Start of Source material

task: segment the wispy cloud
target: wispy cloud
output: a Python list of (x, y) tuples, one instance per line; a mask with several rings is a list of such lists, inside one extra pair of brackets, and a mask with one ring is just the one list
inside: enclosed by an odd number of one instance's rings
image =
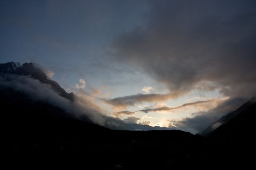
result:
[(151, 91), (154, 90), (153, 87), (150, 86), (145, 86), (142, 88), (141, 91), (146, 93), (150, 93)]
[(143, 102), (156, 102), (165, 101), (170, 99), (176, 98), (181, 95), (180, 93), (168, 94), (138, 94), (130, 96), (118, 97), (112, 99), (101, 99), (106, 103), (119, 109), (125, 108), (129, 106)]

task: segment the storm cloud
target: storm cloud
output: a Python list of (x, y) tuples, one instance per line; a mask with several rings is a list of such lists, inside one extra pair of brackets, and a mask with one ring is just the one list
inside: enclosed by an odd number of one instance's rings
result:
[(241, 98), (228, 100), (208, 111), (192, 114), (191, 117), (184, 118), (180, 120), (169, 120), (168, 127), (196, 134), (203, 131), (222, 116), (236, 110), (246, 102), (244, 99)]
[(76, 119), (86, 118), (94, 123), (114, 129), (133, 130), (120, 119), (104, 115), (101, 107), (85, 94), (76, 96), (75, 101), (71, 102), (60, 96), (50, 85), (38, 80), (17, 75), (0, 75), (0, 90), (6, 89), (23, 93), (33, 101), (46, 102), (59, 107)]
[(170, 99), (177, 98), (180, 94), (173, 93), (169, 94), (138, 94), (130, 96), (117, 97), (112, 99), (102, 99), (108, 104), (119, 108), (125, 108), (136, 103), (142, 102), (155, 102), (167, 101)]

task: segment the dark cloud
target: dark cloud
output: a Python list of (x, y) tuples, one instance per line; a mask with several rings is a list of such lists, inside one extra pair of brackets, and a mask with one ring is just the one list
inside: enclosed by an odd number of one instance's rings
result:
[(154, 102), (166, 101), (172, 98), (175, 98), (180, 96), (180, 94), (173, 93), (169, 94), (138, 94), (130, 96), (120, 97), (112, 99), (102, 99), (107, 103), (114, 107), (120, 108), (126, 108), (134, 105), (136, 103), (142, 102)]
[(150, 124), (150, 121), (142, 121), (142, 122), (139, 122), (138, 124), (149, 126), (149, 124)]
[(209, 111), (192, 114), (192, 118), (185, 118), (176, 121), (169, 120), (169, 127), (194, 134), (201, 132), (222, 116), (236, 110), (245, 102), (244, 99), (240, 98), (228, 100)]
[(134, 115), (135, 113), (136, 113), (136, 112), (131, 112), (131, 111), (129, 111), (129, 110), (123, 110), (123, 111), (119, 111), (119, 112), (118, 112), (117, 113), (116, 113), (116, 115), (117, 116), (118, 116), (119, 115)]
[[(255, 0), (152, 0), (150, 6), (144, 26), (114, 40), (115, 60), (142, 68), (172, 92), (217, 88), (228, 96), (255, 95)], [(133, 97), (111, 102), (132, 105)]]
[(126, 123), (137, 123), (137, 121), (141, 119), (132, 116), (124, 119), (123, 121)]
[[(129, 111), (129, 110), (123, 110), (121, 111), (118, 112), (116, 113), (116, 115), (118, 117), (120, 115), (135, 115), (137, 112), (142, 112), (144, 113), (148, 113), (149, 112), (157, 112), (157, 111), (171, 111), (175, 109), (180, 109), (183, 107), (185, 107), (188, 106), (200, 106), (201, 107), (203, 108), (207, 108), (208, 106), (208, 105), (210, 105), (210, 103), (211, 102), (217, 102), (219, 103), (222, 102), (221, 100), (217, 100), (217, 99), (210, 99), (206, 101), (197, 101), (195, 102), (191, 102), (186, 103), (183, 104), (181, 104), (179, 106), (176, 106), (176, 107), (169, 107), (169, 106), (162, 106), (162, 107), (146, 107), (144, 108), (144, 109), (142, 110), (137, 110), (134, 112)], [(203, 104), (204, 105), (202, 105), (201, 104)], [(207, 105), (207, 106), (205, 106), (204, 105)]]

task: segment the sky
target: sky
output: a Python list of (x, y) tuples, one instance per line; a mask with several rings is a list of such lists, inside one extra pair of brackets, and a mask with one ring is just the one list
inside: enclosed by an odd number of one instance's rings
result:
[(256, 96), (255, 0), (1, 0), (0, 63), (129, 123), (197, 133)]

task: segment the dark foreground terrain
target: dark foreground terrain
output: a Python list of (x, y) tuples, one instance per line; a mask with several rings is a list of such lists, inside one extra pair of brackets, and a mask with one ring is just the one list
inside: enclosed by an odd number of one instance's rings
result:
[(221, 118), (218, 121), (222, 125), (216, 130), (209, 126), (204, 132), (207, 137), (177, 130), (112, 130), (86, 118), (75, 119), (40, 96), (34, 100), (22, 91), (29, 84), (22, 90), (20, 86), (14, 90), (6, 85), (16, 78), (22, 84), (29, 76), (74, 101), (74, 94), (67, 93), (33, 64), (7, 63), (0, 64), (0, 68), (2, 169), (161, 170), (254, 165), (255, 99)]
[(255, 104), (206, 138), (177, 130), (111, 130), (63, 116), (61, 109), (22, 93), (0, 94), (5, 167), (161, 169), (255, 160)]

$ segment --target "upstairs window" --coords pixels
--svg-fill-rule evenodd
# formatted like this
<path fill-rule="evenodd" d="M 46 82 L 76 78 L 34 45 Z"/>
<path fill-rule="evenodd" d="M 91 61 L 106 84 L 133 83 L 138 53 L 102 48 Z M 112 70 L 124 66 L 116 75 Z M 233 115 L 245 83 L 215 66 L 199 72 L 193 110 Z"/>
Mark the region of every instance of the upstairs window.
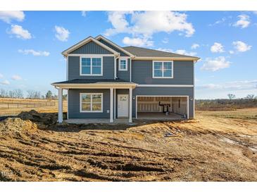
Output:
<path fill-rule="evenodd" d="M 81 58 L 80 75 L 103 75 L 102 58 Z"/>
<path fill-rule="evenodd" d="M 127 70 L 127 62 L 126 58 L 120 58 L 119 70 Z"/>
<path fill-rule="evenodd" d="M 153 78 L 173 78 L 173 61 L 153 61 Z"/>

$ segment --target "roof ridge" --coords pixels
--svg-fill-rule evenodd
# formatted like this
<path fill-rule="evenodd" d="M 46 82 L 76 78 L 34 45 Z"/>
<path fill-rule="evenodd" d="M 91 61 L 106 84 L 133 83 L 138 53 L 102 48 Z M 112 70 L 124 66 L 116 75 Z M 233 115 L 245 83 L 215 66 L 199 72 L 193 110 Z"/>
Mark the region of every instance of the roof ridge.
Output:
<path fill-rule="evenodd" d="M 123 48 L 126 49 L 126 48 L 136 48 L 136 49 L 144 49 L 144 50 L 149 50 L 149 51 L 158 51 L 159 53 L 165 53 L 165 54 L 175 54 L 177 56 L 187 56 L 187 57 L 190 57 L 190 58 L 199 58 L 198 57 L 196 56 L 188 56 L 188 55 L 184 55 L 184 54 L 177 54 L 175 52 L 171 52 L 171 51 L 161 51 L 161 50 L 158 50 L 158 49 L 149 49 L 149 48 L 144 48 L 144 47 L 139 47 L 139 46 L 123 46 Z M 137 54 L 135 54 L 137 55 Z"/>

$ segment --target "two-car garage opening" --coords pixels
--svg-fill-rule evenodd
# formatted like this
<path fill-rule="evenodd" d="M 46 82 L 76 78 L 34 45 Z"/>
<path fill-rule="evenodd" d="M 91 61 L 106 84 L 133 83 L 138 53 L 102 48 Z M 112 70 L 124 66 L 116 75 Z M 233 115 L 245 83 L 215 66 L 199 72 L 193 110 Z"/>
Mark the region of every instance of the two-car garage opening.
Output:
<path fill-rule="evenodd" d="M 138 119 L 180 120 L 189 118 L 188 96 L 137 96 Z"/>

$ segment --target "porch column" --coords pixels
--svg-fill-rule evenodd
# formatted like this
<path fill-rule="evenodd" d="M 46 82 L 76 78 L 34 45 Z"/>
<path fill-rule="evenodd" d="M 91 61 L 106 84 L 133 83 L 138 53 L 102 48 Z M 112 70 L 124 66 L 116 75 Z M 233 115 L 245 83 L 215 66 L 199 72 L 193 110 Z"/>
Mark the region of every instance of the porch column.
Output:
<path fill-rule="evenodd" d="M 113 123 L 113 88 L 110 88 L 110 123 Z"/>
<path fill-rule="evenodd" d="M 63 123 L 63 89 L 58 89 L 58 123 Z"/>
<path fill-rule="evenodd" d="M 116 89 L 114 89 L 114 117 L 113 119 L 116 119 Z"/>
<path fill-rule="evenodd" d="M 132 88 L 130 88 L 130 123 L 132 123 Z"/>

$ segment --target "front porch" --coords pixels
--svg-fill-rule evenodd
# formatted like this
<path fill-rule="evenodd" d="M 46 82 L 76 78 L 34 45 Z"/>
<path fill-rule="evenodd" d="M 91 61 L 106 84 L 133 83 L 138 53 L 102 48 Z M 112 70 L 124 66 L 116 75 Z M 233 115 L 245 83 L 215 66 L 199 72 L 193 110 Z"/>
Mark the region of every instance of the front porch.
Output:
<path fill-rule="evenodd" d="M 130 120 L 128 118 L 115 118 L 113 120 L 112 123 L 110 123 L 109 118 L 71 118 L 64 120 L 68 123 L 74 123 L 74 124 L 84 124 L 84 123 L 119 123 L 119 124 L 125 124 L 125 123 L 130 123 Z"/>
<path fill-rule="evenodd" d="M 169 113 L 166 115 L 163 113 L 137 113 L 137 119 L 139 120 L 177 120 L 186 119 L 182 115 L 174 113 Z"/>
<path fill-rule="evenodd" d="M 90 83 L 85 83 L 89 81 Z M 63 121 L 63 90 L 67 89 L 68 103 L 67 123 L 132 123 L 132 89 L 137 85 L 133 82 L 120 82 L 120 80 L 117 80 L 112 81 L 99 82 L 94 80 L 92 82 L 92 80 L 76 80 L 76 82 L 65 81 L 52 84 L 58 90 L 58 122 L 62 123 Z M 118 118 L 117 111 L 119 111 L 120 106 L 123 106 L 117 103 L 117 96 L 120 94 L 119 91 L 123 90 L 126 91 L 126 94 L 123 95 L 127 96 L 123 99 L 127 101 L 127 106 L 123 108 L 123 113 L 125 113 L 125 116 L 123 118 Z M 72 95 L 70 96 L 70 93 Z M 70 99 L 69 99 L 70 96 Z"/>

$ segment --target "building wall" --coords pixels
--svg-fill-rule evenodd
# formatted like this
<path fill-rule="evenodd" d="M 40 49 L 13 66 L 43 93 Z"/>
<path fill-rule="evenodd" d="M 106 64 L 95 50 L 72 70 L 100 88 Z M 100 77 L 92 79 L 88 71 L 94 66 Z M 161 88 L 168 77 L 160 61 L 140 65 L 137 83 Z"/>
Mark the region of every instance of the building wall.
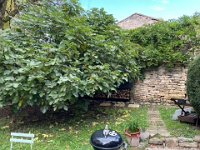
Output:
<path fill-rule="evenodd" d="M 141 104 L 172 103 L 171 98 L 185 98 L 187 68 L 176 67 L 168 71 L 165 67 L 147 71 L 145 79 L 138 81 L 132 90 L 132 101 Z"/>

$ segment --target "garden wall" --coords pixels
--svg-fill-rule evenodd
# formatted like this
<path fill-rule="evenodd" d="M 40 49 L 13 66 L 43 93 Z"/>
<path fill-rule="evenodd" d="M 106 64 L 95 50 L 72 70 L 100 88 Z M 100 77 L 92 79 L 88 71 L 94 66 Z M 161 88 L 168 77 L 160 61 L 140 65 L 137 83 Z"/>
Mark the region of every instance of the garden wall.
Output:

End of Source material

### What you are asked to do
Starting at the beginning of the material and stopping after the line that contains "108), (129, 106)]", write those lines out again, requests included, with every outline coordinate in the results increased by 141. Leave the pictures out of your answer.

### Written response
task: segment the wispy cloud
target: wispy cloud
output: a Python list of (x, y) tuples, one instance per line; a mask with several rings is a list of such lists, inside one extra pair of brackets, and a mask with one ring is just the one list
inside: enclosed by an odd number of one instance's rings
image =
result:
[(292, 232), (295, 231), (294, 228), (291, 227), (286, 227), (283, 229), (282, 232), (287, 234), (291, 234)]
[(284, 243), (297, 243), (306, 242), (311, 240), (317, 239), (322, 236), (321, 234), (309, 235), (279, 235), (271, 237), (259, 238), (253, 240), (242, 240), (247, 244), (260, 250), (266, 249), (270, 247)]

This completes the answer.